■ Directions
Copy every line from the records below that carries the word "target".

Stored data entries
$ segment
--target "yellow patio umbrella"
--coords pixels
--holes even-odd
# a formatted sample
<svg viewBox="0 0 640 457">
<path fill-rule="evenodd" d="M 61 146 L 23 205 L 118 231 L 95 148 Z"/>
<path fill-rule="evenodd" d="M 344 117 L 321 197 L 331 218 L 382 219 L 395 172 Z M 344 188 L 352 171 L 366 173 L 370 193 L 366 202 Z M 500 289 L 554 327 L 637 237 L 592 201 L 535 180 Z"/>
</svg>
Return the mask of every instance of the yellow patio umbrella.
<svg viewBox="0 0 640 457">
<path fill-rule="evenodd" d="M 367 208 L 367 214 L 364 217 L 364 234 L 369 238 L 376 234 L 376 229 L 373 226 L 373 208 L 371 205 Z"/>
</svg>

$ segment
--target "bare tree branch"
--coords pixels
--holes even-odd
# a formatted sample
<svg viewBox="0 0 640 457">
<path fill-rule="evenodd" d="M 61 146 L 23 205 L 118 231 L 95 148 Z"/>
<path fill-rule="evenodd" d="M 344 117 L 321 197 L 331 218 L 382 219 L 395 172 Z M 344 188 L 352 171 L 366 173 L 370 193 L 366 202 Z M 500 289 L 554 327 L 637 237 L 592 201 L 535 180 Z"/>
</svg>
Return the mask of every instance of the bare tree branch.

--

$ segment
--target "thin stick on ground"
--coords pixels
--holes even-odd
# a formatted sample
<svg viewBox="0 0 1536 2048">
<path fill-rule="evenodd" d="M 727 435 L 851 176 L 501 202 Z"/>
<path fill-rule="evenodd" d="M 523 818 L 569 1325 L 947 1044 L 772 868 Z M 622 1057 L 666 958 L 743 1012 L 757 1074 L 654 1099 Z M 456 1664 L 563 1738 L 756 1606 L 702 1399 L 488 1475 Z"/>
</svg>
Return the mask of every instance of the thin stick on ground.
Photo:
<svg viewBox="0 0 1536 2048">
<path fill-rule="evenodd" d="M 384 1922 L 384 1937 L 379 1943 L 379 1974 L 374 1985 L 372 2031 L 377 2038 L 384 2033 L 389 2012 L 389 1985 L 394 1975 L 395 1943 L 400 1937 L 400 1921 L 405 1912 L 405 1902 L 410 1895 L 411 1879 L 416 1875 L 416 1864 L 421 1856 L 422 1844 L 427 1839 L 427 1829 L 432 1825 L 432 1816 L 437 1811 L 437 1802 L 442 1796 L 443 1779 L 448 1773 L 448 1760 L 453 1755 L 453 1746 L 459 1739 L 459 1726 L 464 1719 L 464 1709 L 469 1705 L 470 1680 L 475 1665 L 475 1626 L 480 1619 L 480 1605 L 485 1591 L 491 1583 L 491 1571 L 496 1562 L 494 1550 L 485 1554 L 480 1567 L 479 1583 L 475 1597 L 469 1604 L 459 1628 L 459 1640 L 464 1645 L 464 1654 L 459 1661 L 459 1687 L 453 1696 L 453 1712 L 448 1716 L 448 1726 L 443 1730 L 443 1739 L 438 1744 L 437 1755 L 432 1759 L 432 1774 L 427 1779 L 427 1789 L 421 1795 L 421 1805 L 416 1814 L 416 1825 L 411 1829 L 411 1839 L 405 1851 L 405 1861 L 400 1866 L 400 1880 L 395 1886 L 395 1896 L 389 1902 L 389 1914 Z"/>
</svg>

■ Completed task
--target "yellow patio umbrella"
--target "bare tree branch"
--target "thin stick on ground"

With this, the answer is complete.